[Portion of a data file]

— start —

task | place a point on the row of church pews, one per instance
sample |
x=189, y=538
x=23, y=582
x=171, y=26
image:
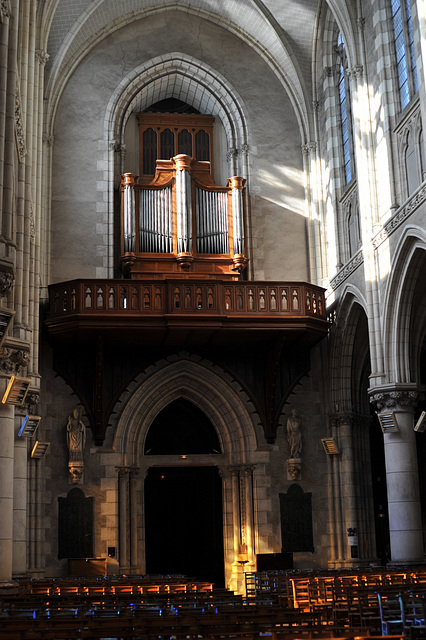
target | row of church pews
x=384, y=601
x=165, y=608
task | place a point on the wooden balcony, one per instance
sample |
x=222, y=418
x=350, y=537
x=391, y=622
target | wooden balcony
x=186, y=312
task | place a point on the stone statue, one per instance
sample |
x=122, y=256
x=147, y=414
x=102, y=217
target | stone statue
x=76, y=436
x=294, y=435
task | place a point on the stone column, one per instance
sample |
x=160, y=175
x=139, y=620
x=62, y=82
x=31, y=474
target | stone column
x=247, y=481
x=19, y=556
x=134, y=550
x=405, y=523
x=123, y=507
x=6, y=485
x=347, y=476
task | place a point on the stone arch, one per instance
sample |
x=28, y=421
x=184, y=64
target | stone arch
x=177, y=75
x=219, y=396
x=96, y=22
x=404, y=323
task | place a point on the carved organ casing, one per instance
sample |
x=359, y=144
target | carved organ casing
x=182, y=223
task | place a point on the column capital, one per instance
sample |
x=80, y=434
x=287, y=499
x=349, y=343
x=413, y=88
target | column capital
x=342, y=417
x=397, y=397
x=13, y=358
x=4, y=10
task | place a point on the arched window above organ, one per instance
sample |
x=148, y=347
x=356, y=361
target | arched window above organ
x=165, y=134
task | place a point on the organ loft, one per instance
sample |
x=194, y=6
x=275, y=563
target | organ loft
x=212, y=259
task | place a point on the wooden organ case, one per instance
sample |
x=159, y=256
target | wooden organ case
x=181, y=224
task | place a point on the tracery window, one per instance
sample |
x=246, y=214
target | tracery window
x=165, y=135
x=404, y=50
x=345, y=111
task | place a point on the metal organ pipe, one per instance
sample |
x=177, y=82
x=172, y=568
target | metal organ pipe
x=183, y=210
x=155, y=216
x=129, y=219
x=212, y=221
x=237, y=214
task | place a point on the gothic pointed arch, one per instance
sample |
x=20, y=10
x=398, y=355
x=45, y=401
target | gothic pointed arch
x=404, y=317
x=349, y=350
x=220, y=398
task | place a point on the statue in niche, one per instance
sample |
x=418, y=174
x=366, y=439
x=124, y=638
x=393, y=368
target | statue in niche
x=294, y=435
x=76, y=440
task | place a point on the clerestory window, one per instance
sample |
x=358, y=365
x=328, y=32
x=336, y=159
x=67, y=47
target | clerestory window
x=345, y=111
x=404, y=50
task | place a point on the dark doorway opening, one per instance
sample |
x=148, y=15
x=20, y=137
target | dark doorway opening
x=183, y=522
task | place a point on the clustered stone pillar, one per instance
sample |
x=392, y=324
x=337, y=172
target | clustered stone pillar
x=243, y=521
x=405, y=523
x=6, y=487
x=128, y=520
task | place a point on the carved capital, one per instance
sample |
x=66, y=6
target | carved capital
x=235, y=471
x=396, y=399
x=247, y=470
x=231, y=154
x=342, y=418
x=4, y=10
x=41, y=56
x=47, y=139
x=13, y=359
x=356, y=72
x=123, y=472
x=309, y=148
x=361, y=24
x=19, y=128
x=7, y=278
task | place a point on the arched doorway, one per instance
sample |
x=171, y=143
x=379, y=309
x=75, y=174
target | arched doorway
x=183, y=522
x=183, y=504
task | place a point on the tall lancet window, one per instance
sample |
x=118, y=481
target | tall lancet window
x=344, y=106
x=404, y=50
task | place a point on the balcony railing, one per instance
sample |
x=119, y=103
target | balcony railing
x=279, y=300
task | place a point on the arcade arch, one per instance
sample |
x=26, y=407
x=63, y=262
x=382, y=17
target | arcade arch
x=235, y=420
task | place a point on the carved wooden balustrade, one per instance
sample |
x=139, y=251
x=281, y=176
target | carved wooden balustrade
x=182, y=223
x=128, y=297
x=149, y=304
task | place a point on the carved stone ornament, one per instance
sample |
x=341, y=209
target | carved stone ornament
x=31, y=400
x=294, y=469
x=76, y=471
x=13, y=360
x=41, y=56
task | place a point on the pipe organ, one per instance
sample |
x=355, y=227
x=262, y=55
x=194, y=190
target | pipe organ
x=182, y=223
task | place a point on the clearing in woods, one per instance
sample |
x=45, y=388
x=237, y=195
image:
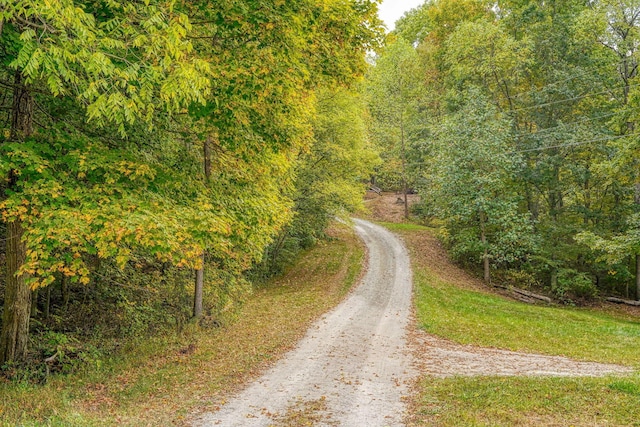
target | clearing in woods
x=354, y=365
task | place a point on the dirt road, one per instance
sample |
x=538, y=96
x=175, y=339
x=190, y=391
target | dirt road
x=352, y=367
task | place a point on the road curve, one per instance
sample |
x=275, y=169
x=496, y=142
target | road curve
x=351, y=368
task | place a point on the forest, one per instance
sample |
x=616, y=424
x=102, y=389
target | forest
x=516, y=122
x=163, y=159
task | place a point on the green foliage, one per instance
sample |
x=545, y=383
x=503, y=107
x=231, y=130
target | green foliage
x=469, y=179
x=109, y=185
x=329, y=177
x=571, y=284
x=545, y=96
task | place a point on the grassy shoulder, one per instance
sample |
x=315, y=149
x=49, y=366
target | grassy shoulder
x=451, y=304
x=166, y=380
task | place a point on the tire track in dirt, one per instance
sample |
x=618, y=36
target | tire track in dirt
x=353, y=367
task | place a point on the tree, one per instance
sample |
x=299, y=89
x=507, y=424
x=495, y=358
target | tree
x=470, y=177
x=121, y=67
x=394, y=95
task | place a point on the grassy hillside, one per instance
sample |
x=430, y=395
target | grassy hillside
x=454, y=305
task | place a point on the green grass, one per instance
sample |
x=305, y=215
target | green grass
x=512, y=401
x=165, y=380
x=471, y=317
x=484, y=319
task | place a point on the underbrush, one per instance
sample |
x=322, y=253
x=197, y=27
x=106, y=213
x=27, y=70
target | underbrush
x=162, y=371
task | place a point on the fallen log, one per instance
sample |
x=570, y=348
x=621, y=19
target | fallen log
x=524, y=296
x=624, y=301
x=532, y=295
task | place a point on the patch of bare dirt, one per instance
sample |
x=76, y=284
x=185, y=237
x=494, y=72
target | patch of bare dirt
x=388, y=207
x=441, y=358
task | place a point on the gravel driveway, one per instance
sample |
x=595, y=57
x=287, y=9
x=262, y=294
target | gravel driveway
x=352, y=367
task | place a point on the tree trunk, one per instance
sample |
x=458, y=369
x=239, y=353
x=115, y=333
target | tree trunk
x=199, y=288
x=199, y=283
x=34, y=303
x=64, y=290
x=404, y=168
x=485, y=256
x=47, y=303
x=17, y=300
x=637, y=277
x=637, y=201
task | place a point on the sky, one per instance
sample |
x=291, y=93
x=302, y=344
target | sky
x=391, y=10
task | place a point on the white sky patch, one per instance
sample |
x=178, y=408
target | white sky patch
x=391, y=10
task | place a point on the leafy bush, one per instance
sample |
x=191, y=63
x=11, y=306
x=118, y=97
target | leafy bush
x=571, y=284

— end —

EXERCISE:
Rewrite every line of the records, starting with the line that contains "task | place a point on the wooden organ" and going on through the line that contains "x=220, y=398", with the requests and their sample coordinates left unchanged. Scale each answer coordinate by 0.55 and round it to a whole number, rounding halves up.

TASK RESULT:
task | place a point on the wooden organ case, one per instance
sample |
x=159, y=256
target | wooden organ case
x=100, y=123
task | place a point on the tracery window, one per instance
sample |
x=246, y=214
target | tracery window
x=91, y=74
x=222, y=28
x=190, y=61
task | place a point on the metal organ pipe, one per instance
sample |
x=177, y=82
x=172, y=568
target | metal organ pipe
x=101, y=116
x=85, y=119
x=71, y=120
x=117, y=122
x=130, y=118
task | place a point on the gothic pointed arch, one per instance
sample |
x=20, y=10
x=398, y=355
x=45, y=401
target | gothic pointed arch
x=222, y=174
x=192, y=193
x=121, y=219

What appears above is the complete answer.